[GH-ISSUE #1190] Feature Request: Add ability to choose config options e.g. YOUTUBEDL_ARGS for a specific add command #738

Closed
opened 2026-03-01 14:45:58 +03:00 by kerem · 2 comments
Owner

Originally created by @melyux on GitHub (Jul 22, 2023).
Original GitHub issue: https://github.com/ArchiveBox/ArchiveBox/issues/1190

Type

  • General question or discussion
  • Propose a brand new feature
  • Request modification of existing behavior or design

What is the problem that your feature request solves

Some feeds, I may only care about archiving with the smallest media sizes. Other ones, I'd want to archive at maximum quality. Currently there's no way to choose different options for different things I add. This is especially important for scheduled pulls, where I can't go in and change the setting before each import and then change it back

Describe the ideal specific solution you'd want, and whether it fits into any broader scope of changes

A new flag for the add command (--config) that would take a JSON list. These options would be set before this job and then set back to the old ones after the job.

_WHAT IS REQUIRED_. Return, word for word, the stretch of the feature request above starting at "What is the" and ending at "after the job.".

_INFORMATION PROVIDED_.
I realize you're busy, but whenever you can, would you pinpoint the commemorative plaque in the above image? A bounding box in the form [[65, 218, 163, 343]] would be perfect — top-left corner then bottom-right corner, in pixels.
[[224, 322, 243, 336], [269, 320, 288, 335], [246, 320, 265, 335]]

_COMPLETED TASK_.
What is the problem that your feature request solves

Some feeds, I may only care about archiving with the smallest media sizes. Other ones, I'd want to archive at maximum quality. Currently there's no way to choose different options for different things I add. This is especially important for scheduled pulls, where I can't go in and change the setting before each import and then change it back

Describe the ideal specific solution you'd want, and whether it fits into any broader scope of changes

A new flag for the add command (--config) that would take a JSON list. These options would be set before this job and then set back to the old ones after the job.